▸ **What to do**:
1. Extract everything from "Sub-agents are stateless" down to "separate config needed." in the memory system documentation.
2. Extend the memory system documentation beyond its final sentence.

▸ **Supplied passage**:
==================================================
5.4 KiB
Memory System
Overview
The memory system serves two purposes:
- Operational context management — observational memory that compresses the agent's operational history during long autonomous loops to prevent context degradation (thread-scoped)
- Conversation history — recent messages and semantic recall for the current thread (thread-scoped)
Sub-agents are stateless — context is passed via the briefing only.
Tiers
Tier 1: Storage Backend
The persistence layer. Stores all messages, observational memory, plan state, event history, and vector embeddings.
| Backend | When Used | Connection |
|---|---|---|
| PostgreSQL | n8n is configured with postgresdb |
Built from n8n's DB config |
| LibSQL/SQLite | All other cases (default) | file:instance-ai-memory.db |
The storage backend is selected automatically based on n8n's database configuration — no separate config needed.
Tier 2: Recent Messages
A sliding window of the most recent N messages in the conversation, sent as context to the LLM on every request.
==================================================
▸ **Records shown**:
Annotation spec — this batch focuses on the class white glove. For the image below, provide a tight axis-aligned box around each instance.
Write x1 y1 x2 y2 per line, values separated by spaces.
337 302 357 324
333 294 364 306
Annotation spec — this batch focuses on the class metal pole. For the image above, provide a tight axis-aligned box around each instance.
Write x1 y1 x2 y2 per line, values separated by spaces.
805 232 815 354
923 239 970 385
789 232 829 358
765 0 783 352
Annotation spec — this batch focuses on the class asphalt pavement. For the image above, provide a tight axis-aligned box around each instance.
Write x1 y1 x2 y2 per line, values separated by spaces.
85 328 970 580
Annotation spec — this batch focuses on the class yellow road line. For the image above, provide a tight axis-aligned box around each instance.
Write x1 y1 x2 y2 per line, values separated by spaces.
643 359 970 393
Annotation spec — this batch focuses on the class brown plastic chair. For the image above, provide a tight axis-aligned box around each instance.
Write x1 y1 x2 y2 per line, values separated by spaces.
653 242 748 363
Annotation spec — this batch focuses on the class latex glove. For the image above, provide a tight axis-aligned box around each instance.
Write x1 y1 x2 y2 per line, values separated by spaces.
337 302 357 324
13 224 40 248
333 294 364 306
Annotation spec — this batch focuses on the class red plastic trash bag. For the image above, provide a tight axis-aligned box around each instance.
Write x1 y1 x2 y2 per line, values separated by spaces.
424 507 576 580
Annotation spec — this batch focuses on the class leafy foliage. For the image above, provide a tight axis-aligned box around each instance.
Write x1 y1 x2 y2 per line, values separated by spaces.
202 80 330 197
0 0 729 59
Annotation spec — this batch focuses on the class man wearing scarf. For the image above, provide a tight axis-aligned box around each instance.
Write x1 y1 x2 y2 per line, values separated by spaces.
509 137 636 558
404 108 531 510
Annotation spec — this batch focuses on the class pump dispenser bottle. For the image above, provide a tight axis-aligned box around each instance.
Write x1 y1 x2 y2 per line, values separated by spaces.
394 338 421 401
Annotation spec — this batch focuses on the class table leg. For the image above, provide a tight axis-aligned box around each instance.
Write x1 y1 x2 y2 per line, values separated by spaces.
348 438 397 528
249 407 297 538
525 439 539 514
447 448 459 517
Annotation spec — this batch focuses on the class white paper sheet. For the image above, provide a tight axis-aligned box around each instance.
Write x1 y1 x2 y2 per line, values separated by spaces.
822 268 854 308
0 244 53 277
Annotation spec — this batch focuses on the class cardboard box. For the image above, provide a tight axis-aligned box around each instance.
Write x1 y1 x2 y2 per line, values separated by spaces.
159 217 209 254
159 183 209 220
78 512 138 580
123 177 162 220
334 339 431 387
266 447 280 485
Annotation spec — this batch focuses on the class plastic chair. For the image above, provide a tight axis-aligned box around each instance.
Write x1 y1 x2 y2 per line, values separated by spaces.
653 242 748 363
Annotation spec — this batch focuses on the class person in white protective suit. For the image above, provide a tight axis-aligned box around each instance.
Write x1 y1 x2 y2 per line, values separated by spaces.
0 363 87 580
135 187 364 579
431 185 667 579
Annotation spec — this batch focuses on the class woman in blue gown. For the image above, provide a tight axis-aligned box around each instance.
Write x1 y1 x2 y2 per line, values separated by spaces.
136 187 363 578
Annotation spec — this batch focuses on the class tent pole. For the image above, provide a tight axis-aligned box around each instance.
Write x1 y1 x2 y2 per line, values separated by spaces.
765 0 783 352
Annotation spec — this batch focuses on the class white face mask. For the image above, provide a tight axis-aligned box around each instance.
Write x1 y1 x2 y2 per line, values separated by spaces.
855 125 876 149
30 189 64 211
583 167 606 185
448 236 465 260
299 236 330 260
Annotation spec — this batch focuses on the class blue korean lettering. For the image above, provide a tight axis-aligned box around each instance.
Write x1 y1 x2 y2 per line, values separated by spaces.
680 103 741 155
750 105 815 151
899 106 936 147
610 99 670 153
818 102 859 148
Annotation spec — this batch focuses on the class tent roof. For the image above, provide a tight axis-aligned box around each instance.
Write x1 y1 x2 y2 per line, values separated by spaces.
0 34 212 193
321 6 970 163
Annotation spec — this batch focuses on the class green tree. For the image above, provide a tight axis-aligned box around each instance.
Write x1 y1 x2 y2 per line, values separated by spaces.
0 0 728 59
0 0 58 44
==================================================
▸ **Answers to this exercise**:
1.
Sub-agents are stateless — context is passed via the briefing only.
Tiers
Tier 1: Storage Backend
The persistence layer. Stores all messages, observational memory, plan state, event history, and vector embeddings.
| Backend | When Used | Connection |
|---|---|---|
| PostgreSQL | n8n is configured with postgresdb |
Built from n8n's DB config |
| LibSQL/SQLite | All other cases (default) | file:instance-ai-memory.db |
The storage backend is selected automatically based on n8n's database configuration — no separate config needed.

2.
- Default: 20 messages
- Config:
N8N_INSTANCE_AI_LAST_MESSAGES
Tier 3: Observational Memory
Automatic context compression for long-running autonomous loops. Two background agents manage the orchestrator's context size:
- Observer — when message tokens exceed a threshold (default: 30K), compresses old messages into dense observations
- Reflector — when observations exceed their threshold (default: 40K), condenses observations into higher-level patterns
Context window layout during autonomous loop:
┌──────────────────────────────────────────┐
│ Observation Block (≤40K tokens) │ ← compressed history
│ "Built wf-123 with Schedule→HTTP→Slack. │ (append-only, cacheable)
│ Exec failed: 401 on HTTP node. │
│ Debugger identified missing API key. │
│ Rebuilt workflow, re-executed, passed." │
├──────────────────────────────────────────┤
│ Raw Message Block (≤30K tokens) │ ← recent tool calls & results
│ [current step's tool calls and results] │ (rotated as new messages arrive)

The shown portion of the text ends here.